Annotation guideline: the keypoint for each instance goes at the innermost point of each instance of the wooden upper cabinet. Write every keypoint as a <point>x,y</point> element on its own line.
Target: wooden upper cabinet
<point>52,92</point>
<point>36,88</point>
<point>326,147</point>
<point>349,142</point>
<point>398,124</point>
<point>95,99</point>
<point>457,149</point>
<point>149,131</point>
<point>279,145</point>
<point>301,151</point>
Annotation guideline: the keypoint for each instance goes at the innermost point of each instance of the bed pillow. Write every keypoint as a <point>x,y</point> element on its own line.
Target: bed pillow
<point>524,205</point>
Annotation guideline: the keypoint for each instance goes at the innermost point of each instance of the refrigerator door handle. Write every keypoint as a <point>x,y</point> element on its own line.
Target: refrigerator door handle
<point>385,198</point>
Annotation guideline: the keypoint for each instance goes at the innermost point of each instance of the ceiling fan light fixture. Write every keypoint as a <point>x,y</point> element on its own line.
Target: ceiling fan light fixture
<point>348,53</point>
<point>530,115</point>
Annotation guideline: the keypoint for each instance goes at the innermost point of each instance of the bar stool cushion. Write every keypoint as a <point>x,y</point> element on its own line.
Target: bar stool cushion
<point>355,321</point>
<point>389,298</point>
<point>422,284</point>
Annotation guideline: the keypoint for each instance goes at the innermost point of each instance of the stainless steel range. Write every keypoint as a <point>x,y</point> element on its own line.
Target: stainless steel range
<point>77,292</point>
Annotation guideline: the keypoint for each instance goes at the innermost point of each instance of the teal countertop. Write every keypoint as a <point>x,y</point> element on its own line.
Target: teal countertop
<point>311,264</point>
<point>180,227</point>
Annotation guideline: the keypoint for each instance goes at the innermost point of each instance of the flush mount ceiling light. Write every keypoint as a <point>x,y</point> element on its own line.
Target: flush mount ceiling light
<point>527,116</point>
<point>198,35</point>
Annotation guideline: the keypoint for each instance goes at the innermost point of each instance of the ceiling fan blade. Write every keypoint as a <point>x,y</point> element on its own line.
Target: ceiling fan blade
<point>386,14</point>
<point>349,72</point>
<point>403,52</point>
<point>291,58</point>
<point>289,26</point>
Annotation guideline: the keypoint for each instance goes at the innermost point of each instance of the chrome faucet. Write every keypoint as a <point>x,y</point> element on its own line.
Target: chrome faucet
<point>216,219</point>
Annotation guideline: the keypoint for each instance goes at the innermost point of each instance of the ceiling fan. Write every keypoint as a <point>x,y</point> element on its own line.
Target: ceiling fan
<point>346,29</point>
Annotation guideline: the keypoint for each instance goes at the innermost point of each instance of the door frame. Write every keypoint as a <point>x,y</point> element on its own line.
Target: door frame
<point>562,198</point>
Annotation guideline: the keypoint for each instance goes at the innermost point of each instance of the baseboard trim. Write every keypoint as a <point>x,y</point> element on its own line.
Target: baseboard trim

_____

## Problem requirements
Referring to the material above, set down exactly the lines between the line with "Target: refrigerator door handle" and the line with "of the stainless", inclusive, and no other lines.

## Answer for the task
Target: refrigerator door handle
<point>385,198</point>
Annotation guideline: the keypoint for each instance goes at the innermost point of each instance of the ceiling fan light fixture. Write every keypoint as a <point>x,y</point> element on its own line.
Target: ceiling fan light fixture
<point>348,53</point>
<point>530,115</point>
Annotation guideline: the keypoint for each instance goes at the innermost point of each instance of the bar stool cushion. Write every keypoint as a <point>x,y</point> element on its own line.
Target: bar stool cushion
<point>355,321</point>
<point>389,298</point>
<point>422,284</point>
Annotation guideline: the keypoint for each instance goes at the innermost point of each instance of the stainless steel range. Write every keypoint as a <point>x,y</point> element on its own line.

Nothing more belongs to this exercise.